The exercise
Set down the line that contains "Identify each instance of the white sneaker" and every line after it to the end of the entries, exactly as they stand and nothing more.

Exercise input
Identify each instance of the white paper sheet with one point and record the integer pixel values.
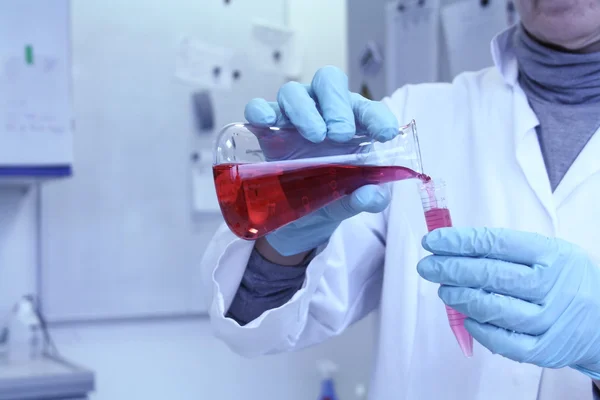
(275, 49)
(469, 28)
(23, 113)
(412, 45)
(203, 64)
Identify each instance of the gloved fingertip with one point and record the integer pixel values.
(427, 269)
(371, 198)
(259, 112)
(341, 131)
(386, 134)
(431, 240)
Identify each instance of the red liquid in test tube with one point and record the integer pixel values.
(437, 216)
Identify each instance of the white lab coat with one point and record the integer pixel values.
(478, 134)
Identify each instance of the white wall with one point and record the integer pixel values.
(181, 360)
(321, 27)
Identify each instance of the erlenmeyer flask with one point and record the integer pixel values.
(266, 178)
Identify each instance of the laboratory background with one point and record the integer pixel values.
(108, 113)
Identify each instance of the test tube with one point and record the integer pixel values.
(437, 215)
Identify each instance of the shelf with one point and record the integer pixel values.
(23, 176)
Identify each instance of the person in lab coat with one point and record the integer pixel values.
(517, 145)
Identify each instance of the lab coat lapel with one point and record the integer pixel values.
(585, 165)
(529, 154)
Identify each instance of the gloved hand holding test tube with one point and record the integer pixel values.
(437, 215)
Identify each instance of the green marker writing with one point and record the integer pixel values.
(29, 54)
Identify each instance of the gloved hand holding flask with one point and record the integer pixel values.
(328, 114)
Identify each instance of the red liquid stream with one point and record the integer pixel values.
(256, 199)
(440, 218)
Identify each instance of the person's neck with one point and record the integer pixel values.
(553, 75)
(592, 46)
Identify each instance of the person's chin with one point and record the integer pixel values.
(568, 36)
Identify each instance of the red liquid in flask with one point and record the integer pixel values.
(256, 199)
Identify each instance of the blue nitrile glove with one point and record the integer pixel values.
(527, 297)
(324, 109)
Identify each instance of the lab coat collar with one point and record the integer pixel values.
(504, 56)
(526, 144)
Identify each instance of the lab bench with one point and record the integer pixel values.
(45, 378)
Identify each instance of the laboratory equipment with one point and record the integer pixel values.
(327, 369)
(437, 215)
(265, 179)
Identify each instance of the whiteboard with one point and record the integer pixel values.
(35, 86)
(118, 239)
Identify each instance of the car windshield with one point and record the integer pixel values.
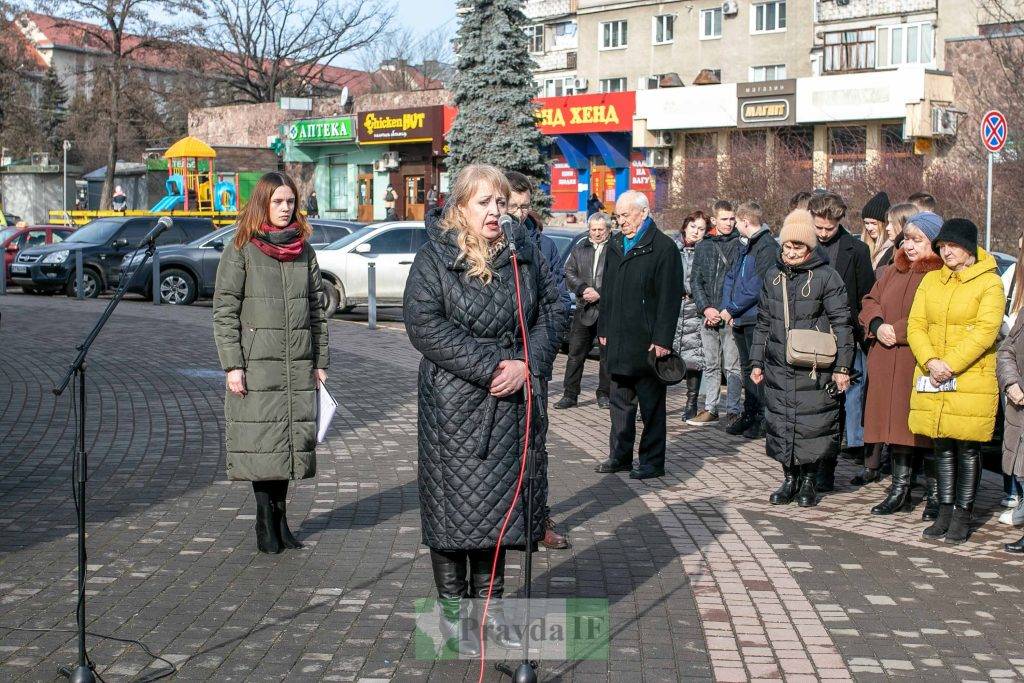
(349, 239)
(223, 235)
(96, 231)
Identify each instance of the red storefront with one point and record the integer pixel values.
(593, 134)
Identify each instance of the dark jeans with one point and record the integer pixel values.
(753, 401)
(626, 393)
(581, 341)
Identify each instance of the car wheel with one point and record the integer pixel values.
(331, 299)
(91, 282)
(177, 288)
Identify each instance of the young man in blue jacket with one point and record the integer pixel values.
(740, 292)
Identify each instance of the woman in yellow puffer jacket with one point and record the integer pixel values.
(953, 325)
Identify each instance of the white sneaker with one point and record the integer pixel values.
(1014, 517)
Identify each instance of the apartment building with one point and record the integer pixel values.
(640, 45)
(552, 37)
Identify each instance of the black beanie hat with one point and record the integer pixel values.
(960, 231)
(876, 208)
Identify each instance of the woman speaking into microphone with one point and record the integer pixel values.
(461, 313)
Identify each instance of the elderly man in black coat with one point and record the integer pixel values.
(642, 290)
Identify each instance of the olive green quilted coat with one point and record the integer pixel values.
(267, 319)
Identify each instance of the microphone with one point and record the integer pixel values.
(506, 221)
(162, 224)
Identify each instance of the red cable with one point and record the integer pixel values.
(522, 465)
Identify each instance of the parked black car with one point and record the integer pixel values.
(103, 243)
(187, 271)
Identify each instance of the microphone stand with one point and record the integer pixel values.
(526, 671)
(83, 671)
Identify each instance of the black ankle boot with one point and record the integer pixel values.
(461, 635)
(960, 525)
(899, 492)
(266, 534)
(941, 524)
(825, 478)
(787, 491)
(808, 495)
(692, 394)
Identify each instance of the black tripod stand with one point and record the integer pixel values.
(83, 671)
(526, 671)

Full response
Identify each instance of the white sneaker with one point and record the integer pixel values.
(1014, 517)
Identify each instance of the apartment building with one point and record the integer pixel values.
(640, 45)
(552, 37)
Identify each instance of the black beanie hat with one point and record the integer pixel values.
(960, 231)
(876, 208)
Identify each instance of the woman speaking into microphone with one point and record the integer pixel values.
(461, 313)
Identify each instance of the elderly man in black coat with one point and record the integer pixel values.
(642, 290)
Identify each instance of the olive green quilted coat with one point and record the integer pixel values.
(267, 319)
Identify each instance of the microphone with one point and record the integer pixel values.
(506, 221)
(162, 224)
Identify each instance of the red cable with one point and record the integer pixel values.
(522, 465)
Identify each instance of the parked black car with one point and record the integer pixel values.
(103, 243)
(187, 271)
Identify each instance of the microphone stand with one point and record the integer pixel values.
(526, 671)
(83, 671)
Identify each instance of the black ankle boot with one point and record the integer pixel values.
(461, 635)
(960, 525)
(899, 492)
(266, 534)
(941, 524)
(825, 478)
(787, 491)
(808, 495)
(692, 394)
Identify each instance of the black tripod stand with one point and record the integer pixel values.
(83, 671)
(526, 671)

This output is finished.